## Available data

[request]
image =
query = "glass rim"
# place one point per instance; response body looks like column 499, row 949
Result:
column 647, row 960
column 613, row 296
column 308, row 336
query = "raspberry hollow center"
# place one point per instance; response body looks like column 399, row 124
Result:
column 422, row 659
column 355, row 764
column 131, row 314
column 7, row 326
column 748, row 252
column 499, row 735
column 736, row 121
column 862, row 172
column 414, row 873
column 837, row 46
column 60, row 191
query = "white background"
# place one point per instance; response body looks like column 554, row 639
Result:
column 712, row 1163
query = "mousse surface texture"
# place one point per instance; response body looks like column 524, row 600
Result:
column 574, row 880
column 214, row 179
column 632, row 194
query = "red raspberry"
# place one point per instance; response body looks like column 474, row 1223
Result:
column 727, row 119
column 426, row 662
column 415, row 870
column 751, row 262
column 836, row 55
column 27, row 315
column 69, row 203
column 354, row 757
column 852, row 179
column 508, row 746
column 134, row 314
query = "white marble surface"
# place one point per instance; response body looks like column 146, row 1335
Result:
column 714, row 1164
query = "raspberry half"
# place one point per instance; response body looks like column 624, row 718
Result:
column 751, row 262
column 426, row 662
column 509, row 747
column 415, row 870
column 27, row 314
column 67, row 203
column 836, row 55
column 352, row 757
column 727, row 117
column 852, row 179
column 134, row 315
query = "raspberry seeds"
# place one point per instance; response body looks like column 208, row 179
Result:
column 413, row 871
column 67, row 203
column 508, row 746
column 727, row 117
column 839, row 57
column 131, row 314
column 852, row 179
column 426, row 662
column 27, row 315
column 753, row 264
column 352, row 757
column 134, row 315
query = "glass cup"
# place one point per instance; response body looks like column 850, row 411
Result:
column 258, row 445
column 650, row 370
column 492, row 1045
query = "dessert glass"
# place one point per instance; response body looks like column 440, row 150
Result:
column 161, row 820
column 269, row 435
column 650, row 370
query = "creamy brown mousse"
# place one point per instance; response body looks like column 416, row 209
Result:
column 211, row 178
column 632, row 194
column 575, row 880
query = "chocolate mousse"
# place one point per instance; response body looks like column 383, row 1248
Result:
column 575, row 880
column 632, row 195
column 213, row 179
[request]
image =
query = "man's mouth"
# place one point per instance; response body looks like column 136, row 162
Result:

## Aim
Using the listing above, retype each line exactly.

## Result
[request]
image =
query = "glass rim"
# place one point per instance; response body looks like column 499, row 949
Result:
column 647, row 960
column 613, row 296
column 308, row 336
query = "raspberry hollow center"
# place one point per instance; response body looks like column 399, row 124
Result:
column 422, row 659
column 355, row 764
column 131, row 314
column 7, row 326
column 748, row 252
column 499, row 735
column 736, row 121
column 862, row 172
column 414, row 873
column 837, row 46
column 60, row 191
query = "white background"
# place one point per instance; response body looks like column 554, row 639
Result:
column 712, row 1163
query = "mousse surface texture"
# place one point per instance; response body looks like column 524, row 600
Result:
column 574, row 880
column 214, row 179
column 632, row 194
query = "red raspberry"
# place one point per instance; response body looks like column 474, row 1223
Result:
column 727, row 119
column 426, row 662
column 415, row 870
column 751, row 262
column 836, row 55
column 27, row 315
column 69, row 203
column 354, row 757
column 852, row 179
column 508, row 746
column 134, row 314
query = "white marble surface"
# place one point per instance; response body looks like column 146, row 1335
Result:
column 714, row 1164
query = "raspberry half"
# place one point per instance; response body looks like column 624, row 718
Result:
column 751, row 262
column 426, row 662
column 509, row 747
column 415, row 870
column 27, row 314
column 67, row 203
column 836, row 55
column 352, row 757
column 727, row 117
column 852, row 179
column 134, row 315
query = "raspberry seeds"
# place one point per instance; response body looks like column 208, row 179
Result:
column 413, row 871
column 67, row 203
column 508, row 746
column 727, row 117
column 839, row 57
column 131, row 314
column 852, row 179
column 426, row 662
column 27, row 315
column 753, row 264
column 352, row 757
column 134, row 315
query = "glass cup"
# place one point per instance; response body looks like column 850, row 411
Result:
column 258, row 445
column 650, row 370
column 492, row 1045
query = "dessert glass"
# place one point per instance; response body looks like column 440, row 150
Result:
column 161, row 820
column 269, row 435
column 650, row 370
query = "creamy brown mousse"
# place one point per instance; response body looks like column 416, row 209
Result:
column 211, row 178
column 632, row 194
column 575, row 880
query = "chocolate mousse"
# place one point per instance; response body looks like column 383, row 1248
Result:
column 575, row 880
column 632, row 195
column 213, row 179
[request]
image =
query = "man's mouth"
# place one point per instance; response body looks like column 136, row 162
Result:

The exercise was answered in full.